- Extract
Has China virtually won?

April 6, 2009

Michael Smith
The National (UAE)
April 4, 2009

Canadian researchers have found Chinese spyware
in computers in 103 countries, while the UK
government has been warned by intelligence chiefs
that its communications network is vulnerable to
a Chinese attack. In cyber warfare, China is leading the way.

A new arena has been added to the theatre of war
-- cyberspace. In a world where reliance on
information technology underpins civil and
military life, the cookie can be as deadly as the bullet.

Targeting computer systems and software allows an
enemy to steal vital intelligence, but it can
also give it the ability to close down a
country’s utilities and bring normal life to a shuddering halt.

China is emerging as the most aggressive power on
this virtual battleground and the scale of its
ambitions can be measured by last week’s
revelations about GhostNet, an international spy
network that has reached inside more than 100 countries.

Canadian researchers commissioned by officials
working for the Dalai Lama, Tibet’s spiritual
leader, found 1,295 computers in 103 countries
affected by spyware that allowed Chinese hackers
to reach inside the computers and even control their activity.

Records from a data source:

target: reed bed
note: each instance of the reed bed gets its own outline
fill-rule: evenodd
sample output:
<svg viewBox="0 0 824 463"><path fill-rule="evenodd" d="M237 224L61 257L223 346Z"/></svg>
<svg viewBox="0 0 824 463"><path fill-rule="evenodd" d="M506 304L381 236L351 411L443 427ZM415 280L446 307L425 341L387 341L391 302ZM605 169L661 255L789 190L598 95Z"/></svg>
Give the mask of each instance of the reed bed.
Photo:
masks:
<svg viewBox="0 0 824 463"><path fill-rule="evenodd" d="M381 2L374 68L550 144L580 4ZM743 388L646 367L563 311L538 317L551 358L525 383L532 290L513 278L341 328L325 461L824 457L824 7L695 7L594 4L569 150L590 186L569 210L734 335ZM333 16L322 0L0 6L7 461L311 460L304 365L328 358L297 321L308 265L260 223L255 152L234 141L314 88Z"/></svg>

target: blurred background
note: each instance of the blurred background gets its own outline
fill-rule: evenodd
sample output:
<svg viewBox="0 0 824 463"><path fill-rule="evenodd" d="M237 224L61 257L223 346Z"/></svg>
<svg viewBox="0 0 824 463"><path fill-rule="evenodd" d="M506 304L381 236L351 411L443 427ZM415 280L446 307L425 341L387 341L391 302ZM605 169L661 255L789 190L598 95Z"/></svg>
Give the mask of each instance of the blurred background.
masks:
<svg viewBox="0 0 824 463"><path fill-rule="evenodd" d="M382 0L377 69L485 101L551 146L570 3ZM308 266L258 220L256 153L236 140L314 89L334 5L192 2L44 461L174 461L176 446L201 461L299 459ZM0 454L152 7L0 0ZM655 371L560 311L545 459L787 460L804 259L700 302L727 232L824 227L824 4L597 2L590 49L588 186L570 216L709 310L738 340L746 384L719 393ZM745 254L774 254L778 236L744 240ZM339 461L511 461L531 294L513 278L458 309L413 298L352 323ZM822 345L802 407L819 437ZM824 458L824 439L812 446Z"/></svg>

--

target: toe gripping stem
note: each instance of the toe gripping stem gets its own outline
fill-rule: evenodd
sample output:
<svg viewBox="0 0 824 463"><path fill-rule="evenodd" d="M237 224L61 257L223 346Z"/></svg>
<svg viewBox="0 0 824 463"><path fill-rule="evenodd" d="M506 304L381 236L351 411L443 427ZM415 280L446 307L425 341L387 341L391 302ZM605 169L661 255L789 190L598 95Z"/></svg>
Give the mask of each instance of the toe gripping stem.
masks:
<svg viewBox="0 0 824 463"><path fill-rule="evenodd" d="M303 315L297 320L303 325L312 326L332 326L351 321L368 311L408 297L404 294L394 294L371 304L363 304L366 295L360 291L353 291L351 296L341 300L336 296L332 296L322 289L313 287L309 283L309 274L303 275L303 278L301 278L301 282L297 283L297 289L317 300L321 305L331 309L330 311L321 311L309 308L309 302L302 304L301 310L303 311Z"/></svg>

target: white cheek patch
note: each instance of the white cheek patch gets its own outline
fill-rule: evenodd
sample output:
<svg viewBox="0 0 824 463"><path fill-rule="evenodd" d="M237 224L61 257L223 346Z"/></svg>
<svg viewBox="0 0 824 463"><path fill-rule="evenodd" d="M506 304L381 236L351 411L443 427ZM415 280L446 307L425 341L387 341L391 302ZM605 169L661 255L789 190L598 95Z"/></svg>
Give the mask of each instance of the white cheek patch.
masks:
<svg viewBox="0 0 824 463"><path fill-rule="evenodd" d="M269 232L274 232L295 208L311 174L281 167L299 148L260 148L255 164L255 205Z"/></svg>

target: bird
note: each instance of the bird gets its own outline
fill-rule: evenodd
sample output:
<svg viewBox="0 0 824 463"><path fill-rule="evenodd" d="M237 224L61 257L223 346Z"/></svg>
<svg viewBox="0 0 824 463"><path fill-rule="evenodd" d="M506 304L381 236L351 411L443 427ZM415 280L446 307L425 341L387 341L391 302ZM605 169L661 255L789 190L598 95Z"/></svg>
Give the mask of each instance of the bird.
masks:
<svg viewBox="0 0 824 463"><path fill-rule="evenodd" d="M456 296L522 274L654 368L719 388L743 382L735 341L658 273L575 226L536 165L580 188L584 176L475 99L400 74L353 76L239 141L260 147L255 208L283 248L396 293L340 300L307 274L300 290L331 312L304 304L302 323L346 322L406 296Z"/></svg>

---

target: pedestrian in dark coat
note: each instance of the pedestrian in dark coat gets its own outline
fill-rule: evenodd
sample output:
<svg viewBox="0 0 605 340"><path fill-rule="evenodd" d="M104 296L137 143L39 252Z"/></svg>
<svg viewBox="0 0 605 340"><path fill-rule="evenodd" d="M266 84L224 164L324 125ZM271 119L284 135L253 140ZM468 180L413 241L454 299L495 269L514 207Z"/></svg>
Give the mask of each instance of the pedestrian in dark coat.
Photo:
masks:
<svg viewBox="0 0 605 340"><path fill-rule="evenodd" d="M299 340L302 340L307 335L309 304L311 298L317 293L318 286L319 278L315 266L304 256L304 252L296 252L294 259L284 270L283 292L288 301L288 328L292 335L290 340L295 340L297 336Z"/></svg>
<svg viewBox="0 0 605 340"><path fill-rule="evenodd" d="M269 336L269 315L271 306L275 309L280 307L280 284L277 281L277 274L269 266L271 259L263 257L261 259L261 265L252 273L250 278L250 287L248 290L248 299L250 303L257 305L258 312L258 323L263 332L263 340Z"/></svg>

- Problems to solve
- A) In the article on Chinese cyber warfare, how many computers in how many countries did the Canadian researchers find affected by spyware?
- B) Continue the article on Chinese cyber warfare from where it stops.

- Response list
- A) 1,295 computers in 103 countries.

- B)
Iran’s foreign ministry was among a number
targeted by the system, which routinely harvested
classified information from the computers of governments around the world.

The foreign ministries of Bangladesh, Latvia,
Indonesia, the Philippines, Brunei, Barbados and
Bhutan were also spied on, as were various
embassies of India, South Korea, Indonesia,
Romania, Cyprus, Malta, Thailand, Taiwan, Portugal, Germany and Pakistan.

And yesterday it was disclosed that Chinese spies
had tried to infiltrate the e-mail and mobile
phone communications of Kevin Rudd, the
Australian prime minister , during a visit to Beijing last year.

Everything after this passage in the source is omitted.